═══ SUPPLIED MATERIAL

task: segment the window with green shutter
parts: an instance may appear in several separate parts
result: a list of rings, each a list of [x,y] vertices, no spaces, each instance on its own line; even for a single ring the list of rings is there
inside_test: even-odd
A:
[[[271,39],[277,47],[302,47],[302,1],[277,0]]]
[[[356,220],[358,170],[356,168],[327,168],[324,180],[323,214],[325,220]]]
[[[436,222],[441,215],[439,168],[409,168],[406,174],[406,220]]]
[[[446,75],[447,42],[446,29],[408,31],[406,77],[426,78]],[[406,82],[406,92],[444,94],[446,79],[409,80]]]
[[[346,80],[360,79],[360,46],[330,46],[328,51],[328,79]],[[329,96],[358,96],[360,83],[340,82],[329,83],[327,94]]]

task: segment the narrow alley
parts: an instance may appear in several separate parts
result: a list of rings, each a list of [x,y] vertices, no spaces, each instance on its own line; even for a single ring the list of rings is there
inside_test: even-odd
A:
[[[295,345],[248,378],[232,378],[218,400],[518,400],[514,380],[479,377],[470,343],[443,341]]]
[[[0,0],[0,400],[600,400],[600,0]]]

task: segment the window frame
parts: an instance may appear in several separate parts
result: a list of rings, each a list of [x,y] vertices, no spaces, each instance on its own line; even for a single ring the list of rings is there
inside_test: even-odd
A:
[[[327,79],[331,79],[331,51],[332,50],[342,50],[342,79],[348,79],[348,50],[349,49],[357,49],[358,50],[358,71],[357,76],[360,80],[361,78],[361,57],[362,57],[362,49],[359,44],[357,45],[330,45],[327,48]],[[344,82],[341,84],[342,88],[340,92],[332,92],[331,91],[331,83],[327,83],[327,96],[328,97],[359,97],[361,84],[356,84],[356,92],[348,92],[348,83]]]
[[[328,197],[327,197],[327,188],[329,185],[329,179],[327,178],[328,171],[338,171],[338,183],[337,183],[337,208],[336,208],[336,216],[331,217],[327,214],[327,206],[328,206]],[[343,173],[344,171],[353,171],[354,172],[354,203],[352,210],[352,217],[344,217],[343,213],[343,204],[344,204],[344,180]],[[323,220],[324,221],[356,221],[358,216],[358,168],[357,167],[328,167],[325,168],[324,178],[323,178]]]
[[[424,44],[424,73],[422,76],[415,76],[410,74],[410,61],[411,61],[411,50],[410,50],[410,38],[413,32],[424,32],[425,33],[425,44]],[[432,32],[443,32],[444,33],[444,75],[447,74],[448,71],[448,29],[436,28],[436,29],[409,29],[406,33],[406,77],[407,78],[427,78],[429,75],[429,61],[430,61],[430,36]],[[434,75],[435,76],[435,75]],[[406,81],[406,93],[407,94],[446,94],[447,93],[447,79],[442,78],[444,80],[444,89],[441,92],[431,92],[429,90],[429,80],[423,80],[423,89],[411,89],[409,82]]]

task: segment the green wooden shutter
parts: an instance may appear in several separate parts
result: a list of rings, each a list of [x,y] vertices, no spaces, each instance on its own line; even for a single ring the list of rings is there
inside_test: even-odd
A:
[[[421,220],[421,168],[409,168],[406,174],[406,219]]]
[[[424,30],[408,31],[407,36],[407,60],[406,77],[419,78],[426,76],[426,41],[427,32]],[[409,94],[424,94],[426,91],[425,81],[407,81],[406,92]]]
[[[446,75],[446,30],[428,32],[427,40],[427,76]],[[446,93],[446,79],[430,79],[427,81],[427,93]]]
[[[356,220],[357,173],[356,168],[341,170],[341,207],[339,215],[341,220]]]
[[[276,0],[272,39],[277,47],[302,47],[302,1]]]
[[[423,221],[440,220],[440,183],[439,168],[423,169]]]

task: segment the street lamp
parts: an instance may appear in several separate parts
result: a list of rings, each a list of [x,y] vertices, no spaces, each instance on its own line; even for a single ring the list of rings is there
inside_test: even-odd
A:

══════

:: EXERCISE REQUIREMENTS ::
Write out every line, unchanged, from the one containing "task: segment the street lamp" through the closing line of the data.

:: SOLUTION TO THIS TASK ::
task: segment the street lamp
parts: an instance may appear in several separate parts
result: a list of rings, each a list of [x,y] vertices, no spaces, each instance on its own line; even for a single ring the list of rings is there
inside_test: even-odd
A:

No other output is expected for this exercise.